Exercise brief →
The copy has to match the records word for word and include no pictures.

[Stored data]
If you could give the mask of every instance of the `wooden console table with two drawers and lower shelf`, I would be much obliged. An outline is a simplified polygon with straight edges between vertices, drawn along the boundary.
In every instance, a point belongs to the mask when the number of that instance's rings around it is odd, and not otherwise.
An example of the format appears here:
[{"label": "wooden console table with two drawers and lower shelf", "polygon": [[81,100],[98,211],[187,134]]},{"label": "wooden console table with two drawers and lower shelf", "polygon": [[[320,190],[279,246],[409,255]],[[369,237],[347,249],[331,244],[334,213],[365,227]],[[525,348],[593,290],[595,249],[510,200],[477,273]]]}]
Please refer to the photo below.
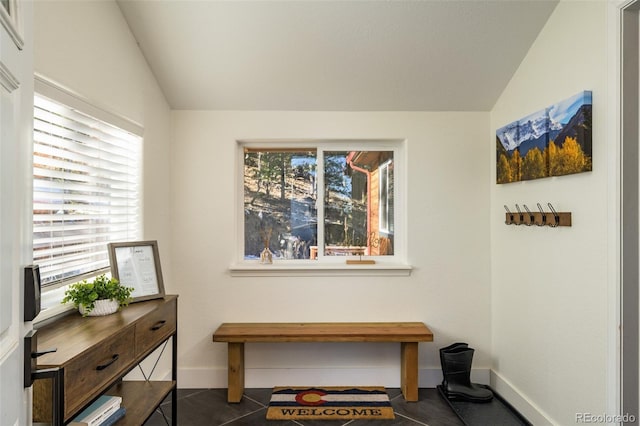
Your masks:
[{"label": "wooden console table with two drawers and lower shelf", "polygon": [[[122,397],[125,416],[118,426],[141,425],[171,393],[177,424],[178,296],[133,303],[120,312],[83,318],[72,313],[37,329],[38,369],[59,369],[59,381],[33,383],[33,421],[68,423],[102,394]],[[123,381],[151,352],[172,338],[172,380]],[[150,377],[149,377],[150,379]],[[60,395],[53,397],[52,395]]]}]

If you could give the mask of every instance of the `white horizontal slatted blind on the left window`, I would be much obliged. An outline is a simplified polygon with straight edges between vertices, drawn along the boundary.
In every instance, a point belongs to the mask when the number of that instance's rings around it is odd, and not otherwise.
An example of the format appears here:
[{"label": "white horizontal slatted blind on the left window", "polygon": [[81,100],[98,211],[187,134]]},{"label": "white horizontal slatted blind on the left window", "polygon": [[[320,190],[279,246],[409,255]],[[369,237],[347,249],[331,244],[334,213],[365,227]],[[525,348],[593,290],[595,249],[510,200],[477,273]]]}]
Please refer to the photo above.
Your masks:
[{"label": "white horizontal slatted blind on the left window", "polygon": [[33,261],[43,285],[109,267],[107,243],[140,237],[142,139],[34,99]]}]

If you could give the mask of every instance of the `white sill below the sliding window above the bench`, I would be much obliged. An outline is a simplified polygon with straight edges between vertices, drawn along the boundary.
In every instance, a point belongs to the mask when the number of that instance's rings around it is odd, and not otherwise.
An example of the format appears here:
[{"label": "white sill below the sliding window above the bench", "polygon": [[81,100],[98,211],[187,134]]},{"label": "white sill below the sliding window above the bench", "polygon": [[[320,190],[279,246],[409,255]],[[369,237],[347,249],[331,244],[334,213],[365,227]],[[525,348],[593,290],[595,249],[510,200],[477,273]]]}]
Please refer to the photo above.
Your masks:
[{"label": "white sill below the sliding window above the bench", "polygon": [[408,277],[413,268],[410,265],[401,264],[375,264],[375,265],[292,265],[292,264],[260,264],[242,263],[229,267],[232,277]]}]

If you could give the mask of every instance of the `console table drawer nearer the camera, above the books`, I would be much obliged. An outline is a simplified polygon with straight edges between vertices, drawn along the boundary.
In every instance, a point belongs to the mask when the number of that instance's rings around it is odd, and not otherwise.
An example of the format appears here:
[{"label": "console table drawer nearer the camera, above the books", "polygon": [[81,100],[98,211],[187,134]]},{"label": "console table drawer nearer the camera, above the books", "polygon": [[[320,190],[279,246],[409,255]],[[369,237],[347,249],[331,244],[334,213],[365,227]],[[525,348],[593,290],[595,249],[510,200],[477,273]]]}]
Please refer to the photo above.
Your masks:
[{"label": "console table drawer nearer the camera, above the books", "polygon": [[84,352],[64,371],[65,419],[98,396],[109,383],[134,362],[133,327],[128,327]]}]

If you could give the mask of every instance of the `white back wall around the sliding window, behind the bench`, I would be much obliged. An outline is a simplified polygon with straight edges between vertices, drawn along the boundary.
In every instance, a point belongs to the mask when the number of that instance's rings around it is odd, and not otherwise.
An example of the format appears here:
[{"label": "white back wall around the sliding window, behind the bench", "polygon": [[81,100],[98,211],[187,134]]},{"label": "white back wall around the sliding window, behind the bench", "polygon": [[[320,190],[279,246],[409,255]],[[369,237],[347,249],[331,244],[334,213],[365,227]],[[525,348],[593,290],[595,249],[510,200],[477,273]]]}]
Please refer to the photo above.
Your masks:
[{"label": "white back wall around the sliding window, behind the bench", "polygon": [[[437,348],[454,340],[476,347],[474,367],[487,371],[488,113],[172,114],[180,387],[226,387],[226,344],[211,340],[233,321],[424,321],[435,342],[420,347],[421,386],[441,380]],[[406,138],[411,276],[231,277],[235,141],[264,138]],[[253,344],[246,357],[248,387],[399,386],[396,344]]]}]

Task solution →
If you could give the mask of every instance of the `wooden console table with two drawers and lower shelf`, I would be much obliged. An outline is a simplified polygon with straight edges between vertices, drawn along the boundary.
In every instance, a point belongs to the mask when the number of that instance's rings around it is odd, and not otherwise.
An example of the format appears here:
[{"label": "wooden console table with two drawers and lower shelf", "polygon": [[81,100],[98,211],[187,134]]},{"label": "wooden console table with two drawers and lower shelf", "polygon": [[[320,190],[279,246],[409,255]],[[369,237],[347,249],[331,244],[334,213],[365,227]],[[525,348],[593,290],[595,249],[510,200],[477,273]]]}]
Please refer to the photo below.
Your masks:
[{"label": "wooden console table with two drawers and lower shelf", "polygon": [[[122,397],[125,416],[118,426],[141,425],[171,393],[177,424],[178,296],[133,303],[120,312],[83,318],[72,313],[37,329],[38,369],[59,369],[59,381],[33,383],[33,421],[68,423],[102,394]],[[123,381],[151,352],[172,338],[172,380]],[[150,377],[149,377],[150,379]],[[60,395],[53,397],[52,395]]]}]

If you could give the mask of every instance of the `white horizontal slatted blind on the left window`, I would be much obliged. An outline is a simplified polygon with straight edges between vertices, drawn along the boundary.
In every instance, a point belongs to the mask when the number of that instance's rings around it is odd, and not otherwise.
An example of the format appears here:
[{"label": "white horizontal slatted blind on the left window", "polygon": [[81,100],[98,211],[187,134]]},{"label": "white horizontal slatted blind on the left window", "polygon": [[[320,190],[279,246],[409,255]],[[369,237],[347,249],[331,244],[334,213],[365,227]],[[525,348],[593,290],[595,249],[510,200],[477,273]]]}]
Please refer to the photo above.
Your masks:
[{"label": "white horizontal slatted blind on the left window", "polygon": [[33,261],[43,285],[109,267],[107,243],[140,237],[142,139],[34,99]]}]

If you could give the mask of every instance of the `white sill below the sliding window above the bench`, I would be much obliged. An outline is a simplified polygon with straight edges between vertices, drawn along the boundary.
In every instance, a point belongs to the mask when the number of that instance's rings around it is odd, and not otherwise.
An example of the format appears here:
[{"label": "white sill below the sliding window above the bench", "polygon": [[81,100],[98,211],[187,134]]},{"label": "white sill below the sliding window above the bench", "polygon": [[[320,190],[279,246],[409,255]],[[369,237],[347,249],[331,244],[334,213],[365,227]],[[525,348],[593,290],[595,249],[510,200],[477,273]]]}]
Please refer to the photo above.
Your masks:
[{"label": "white sill below the sliding window above the bench", "polygon": [[408,277],[413,268],[410,265],[401,264],[375,264],[375,265],[292,265],[292,264],[260,264],[242,263],[229,267],[232,277]]}]

If you could give the mask of every instance of the `console table drawer nearer the camera, above the books`, I would be much obliged. An outline is a simplified polygon with straight edges between vertices, drawn along the boundary.
In every instance, a point belongs to the mask when the number of that instance's rings around it is odd, and not otherwise.
An example of the format appears here:
[{"label": "console table drawer nearer the camera, above the books", "polygon": [[81,100],[98,211],[187,134]]},{"label": "console table drawer nearer the camera, above the books", "polygon": [[[320,190],[279,246],[409,255]],[[369,237],[347,249],[331,244],[334,213],[365,227]],[[525,348],[593,290],[595,249],[510,200],[477,273]]]}]
Please refer to the photo above.
Your masks:
[{"label": "console table drawer nearer the camera, above the books", "polygon": [[84,352],[64,371],[65,419],[98,396],[109,383],[134,362],[133,327],[128,327]]}]

If you could give the mask of every instance of the `white back wall around the sliding window, behind the bench`, I would be much obliged. An outline is a simplified polygon with straight edges between vertices, drawn along the boundary.
In every instance, a point belongs to the mask when the number of that instance's rings around it is odd, and not otherwise.
An example of the format appears here:
[{"label": "white back wall around the sliding window, behind the bench", "polygon": [[81,100],[98,211],[187,134]]},{"label": "white back wall around the sliding window, behind the bench", "polygon": [[[320,190],[279,246],[409,255]],[[369,237],[347,249],[331,244],[334,213],[365,227]],[[525,348],[593,290],[595,249],[510,200],[477,273]]]}]
Please refer to the photo above.
Your masks:
[{"label": "white back wall around the sliding window, behind the bench", "polygon": [[[437,348],[454,340],[476,347],[474,367],[487,371],[488,113],[172,114],[180,387],[226,387],[226,344],[211,340],[233,321],[424,321],[435,342],[420,347],[421,386],[441,380]],[[406,138],[411,276],[231,277],[235,141],[264,138]],[[253,344],[246,357],[248,387],[399,386],[396,344]]]}]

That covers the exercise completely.